*Goal:*
Rescale the material from the line that contains "locate miami heat" through the end of the material, copying every line in that stretch but multiplying each point coordinate by 2.5 and rounding it to a whole number, with halves rounded up. Keep all other lines unchanged, give only that stretch, and leave the pictures out.

*The input:*
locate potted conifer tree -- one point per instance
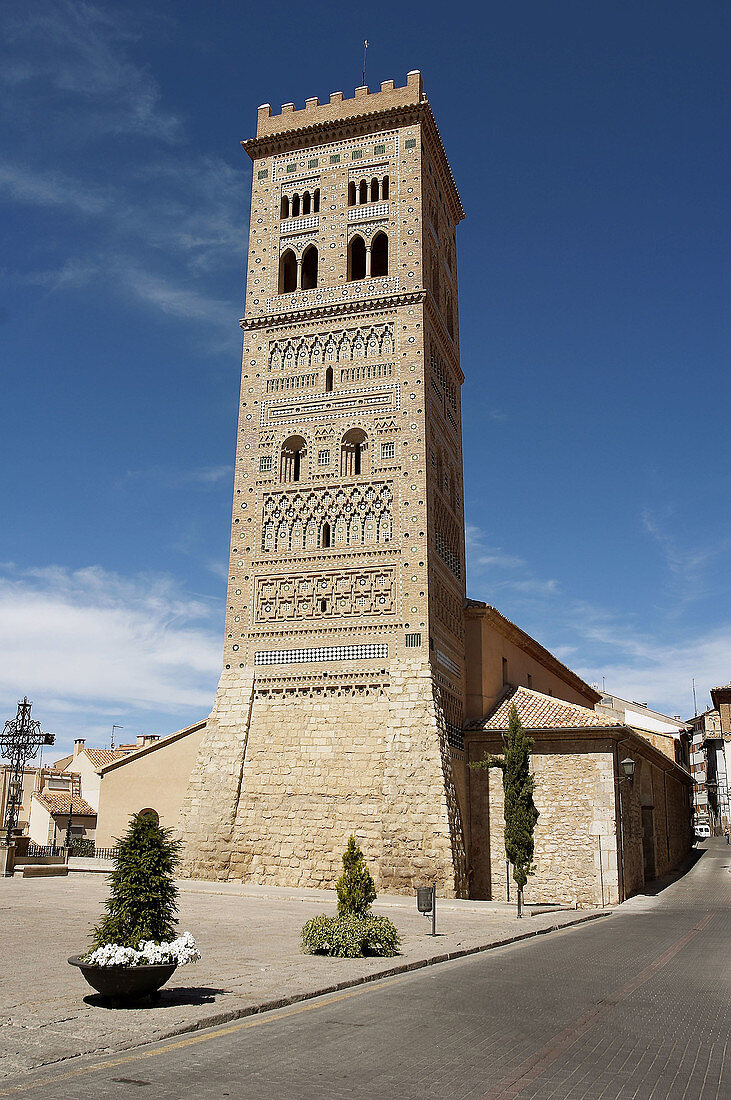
(134, 947)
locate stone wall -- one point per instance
(575, 847)
(275, 793)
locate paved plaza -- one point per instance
(633, 1005)
(248, 937)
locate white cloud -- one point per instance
(76, 53)
(88, 642)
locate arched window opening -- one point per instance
(356, 260)
(379, 255)
(310, 268)
(287, 272)
(292, 459)
(353, 453)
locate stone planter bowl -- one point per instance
(125, 982)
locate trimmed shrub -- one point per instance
(351, 936)
(143, 898)
(356, 890)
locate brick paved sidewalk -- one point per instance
(248, 937)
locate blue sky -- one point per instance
(588, 142)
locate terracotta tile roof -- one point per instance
(536, 711)
(58, 802)
(100, 758)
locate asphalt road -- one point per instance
(635, 1004)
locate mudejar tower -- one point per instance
(341, 701)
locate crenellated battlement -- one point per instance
(364, 101)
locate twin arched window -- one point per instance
(353, 457)
(296, 273)
(373, 190)
(367, 260)
(296, 205)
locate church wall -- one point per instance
(486, 647)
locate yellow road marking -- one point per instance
(256, 1021)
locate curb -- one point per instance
(283, 1002)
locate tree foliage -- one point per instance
(142, 903)
(356, 890)
(518, 784)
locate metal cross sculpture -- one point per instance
(20, 743)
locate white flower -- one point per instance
(181, 950)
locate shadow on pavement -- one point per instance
(164, 999)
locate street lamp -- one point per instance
(20, 741)
(628, 767)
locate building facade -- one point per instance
(343, 686)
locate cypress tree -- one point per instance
(142, 903)
(520, 813)
(356, 890)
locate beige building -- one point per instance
(357, 681)
(152, 778)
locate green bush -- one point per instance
(143, 898)
(350, 936)
(355, 887)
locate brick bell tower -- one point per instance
(340, 706)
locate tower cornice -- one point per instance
(336, 309)
(357, 124)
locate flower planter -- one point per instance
(124, 982)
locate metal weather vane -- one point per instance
(20, 741)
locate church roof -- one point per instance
(61, 802)
(536, 711)
(100, 758)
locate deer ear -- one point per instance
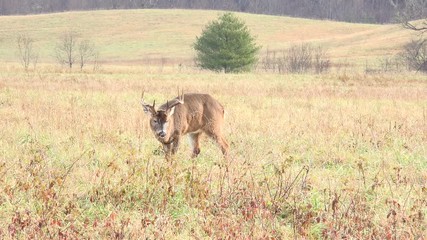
(146, 109)
(171, 111)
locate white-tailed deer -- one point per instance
(191, 113)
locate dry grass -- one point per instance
(135, 36)
(312, 156)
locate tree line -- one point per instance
(368, 11)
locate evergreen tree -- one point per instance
(226, 45)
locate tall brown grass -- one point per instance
(312, 156)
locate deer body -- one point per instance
(191, 114)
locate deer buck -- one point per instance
(197, 114)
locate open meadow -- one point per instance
(311, 156)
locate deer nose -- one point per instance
(162, 134)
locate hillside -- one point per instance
(135, 36)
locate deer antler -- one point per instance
(147, 107)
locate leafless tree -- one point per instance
(321, 62)
(65, 50)
(26, 53)
(71, 50)
(86, 53)
(414, 54)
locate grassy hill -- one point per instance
(133, 36)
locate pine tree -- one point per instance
(226, 45)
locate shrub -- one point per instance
(226, 45)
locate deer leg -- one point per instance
(195, 143)
(167, 149)
(217, 137)
(175, 145)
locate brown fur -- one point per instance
(199, 113)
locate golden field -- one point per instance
(311, 156)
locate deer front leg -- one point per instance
(175, 145)
(167, 148)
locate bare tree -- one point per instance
(26, 53)
(86, 52)
(412, 10)
(65, 50)
(414, 54)
(71, 50)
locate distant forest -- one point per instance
(367, 11)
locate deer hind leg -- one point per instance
(194, 139)
(219, 139)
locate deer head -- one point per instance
(160, 119)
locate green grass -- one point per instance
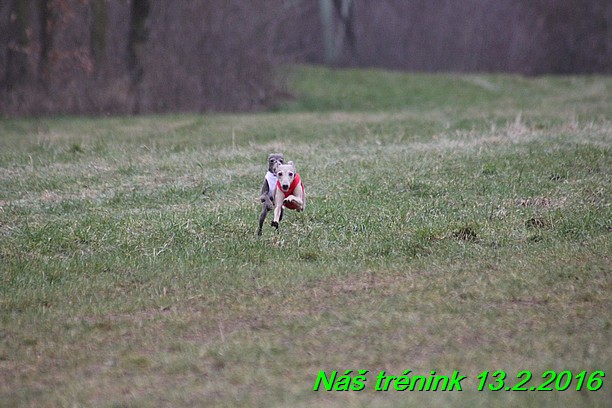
(454, 222)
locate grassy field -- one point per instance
(454, 223)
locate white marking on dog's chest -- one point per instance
(271, 179)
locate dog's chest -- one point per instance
(271, 179)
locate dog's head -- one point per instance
(274, 159)
(285, 173)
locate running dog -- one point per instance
(268, 188)
(289, 191)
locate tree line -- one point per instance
(144, 56)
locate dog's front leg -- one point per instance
(295, 200)
(262, 218)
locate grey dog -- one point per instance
(268, 188)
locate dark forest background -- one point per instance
(149, 56)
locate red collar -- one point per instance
(296, 182)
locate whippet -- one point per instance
(289, 191)
(268, 188)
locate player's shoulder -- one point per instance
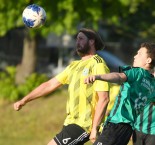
(98, 59)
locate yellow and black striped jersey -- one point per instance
(83, 97)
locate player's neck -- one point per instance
(87, 56)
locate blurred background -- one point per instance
(29, 57)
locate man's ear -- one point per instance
(91, 41)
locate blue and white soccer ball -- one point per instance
(34, 16)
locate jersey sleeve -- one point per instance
(63, 76)
(101, 68)
(131, 73)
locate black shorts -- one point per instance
(115, 134)
(143, 139)
(72, 134)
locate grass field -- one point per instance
(35, 124)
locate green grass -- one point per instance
(35, 124)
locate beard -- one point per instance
(82, 50)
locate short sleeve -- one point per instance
(101, 68)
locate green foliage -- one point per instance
(10, 91)
(65, 16)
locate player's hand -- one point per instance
(93, 135)
(90, 79)
(18, 105)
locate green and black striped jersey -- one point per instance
(145, 122)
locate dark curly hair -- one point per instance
(151, 52)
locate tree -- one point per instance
(128, 18)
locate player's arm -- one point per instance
(42, 90)
(99, 113)
(110, 77)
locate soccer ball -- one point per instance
(34, 16)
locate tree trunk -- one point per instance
(28, 63)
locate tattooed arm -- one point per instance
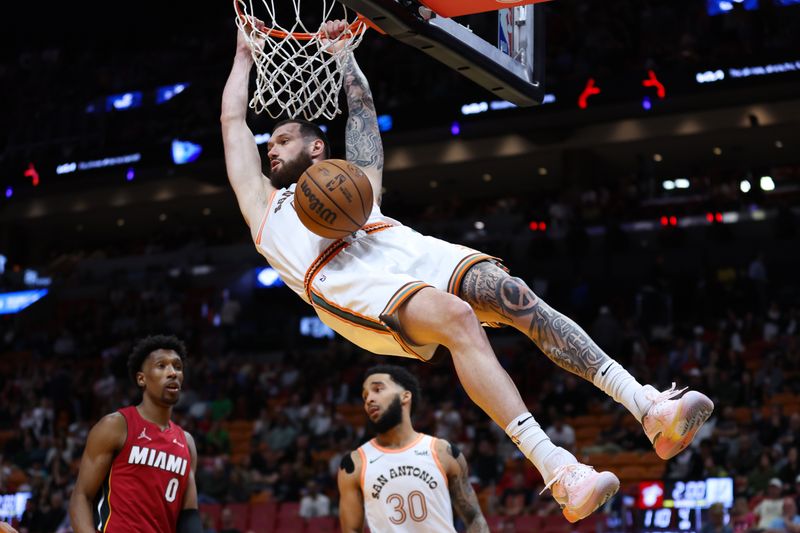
(462, 495)
(363, 139)
(498, 297)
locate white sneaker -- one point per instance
(671, 423)
(580, 490)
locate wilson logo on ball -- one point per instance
(316, 205)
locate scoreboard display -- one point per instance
(679, 506)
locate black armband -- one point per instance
(347, 464)
(189, 522)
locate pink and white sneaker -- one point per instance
(672, 423)
(580, 490)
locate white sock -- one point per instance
(534, 443)
(620, 385)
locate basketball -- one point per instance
(333, 198)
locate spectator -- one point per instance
(789, 521)
(758, 479)
(742, 519)
(314, 502)
(716, 521)
(790, 468)
(227, 522)
(771, 507)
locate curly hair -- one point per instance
(144, 347)
(402, 377)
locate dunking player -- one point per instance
(403, 480)
(393, 291)
(137, 472)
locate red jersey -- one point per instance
(144, 488)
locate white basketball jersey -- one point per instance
(405, 490)
(289, 246)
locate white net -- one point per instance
(299, 71)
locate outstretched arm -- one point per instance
(242, 159)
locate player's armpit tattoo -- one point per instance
(490, 289)
(465, 501)
(362, 136)
(454, 450)
(347, 464)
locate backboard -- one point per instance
(512, 68)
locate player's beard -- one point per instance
(290, 171)
(390, 419)
(170, 399)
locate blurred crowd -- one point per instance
(273, 413)
(615, 38)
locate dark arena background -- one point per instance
(661, 213)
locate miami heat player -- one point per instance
(137, 471)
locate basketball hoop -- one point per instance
(296, 72)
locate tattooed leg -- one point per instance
(497, 297)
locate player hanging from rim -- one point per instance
(403, 480)
(137, 471)
(393, 291)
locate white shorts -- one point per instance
(359, 283)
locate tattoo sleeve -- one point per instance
(491, 290)
(465, 501)
(362, 135)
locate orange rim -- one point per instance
(357, 26)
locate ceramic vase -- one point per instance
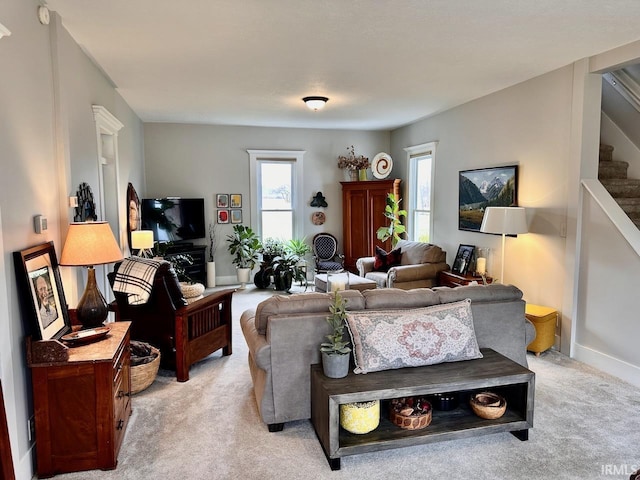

*Finished exercise:*
locate miami heat player -- one point per instance
(343, 1178)
locate basketball hoop -- one point per instance
(740, 180)
locate tattooed leg -- one point per instance
(1243, 743)
locate player hanging from rim -- one point per instance
(1008, 1200)
(343, 1178)
(983, 728)
locate white shorts -- one point per instance
(898, 708)
locate tattoo sleeve -- one point per instance
(1228, 725)
(1163, 1253)
(905, 338)
locate orange rim -- one point per instance
(893, 65)
locate ceramic vase -- one point per instance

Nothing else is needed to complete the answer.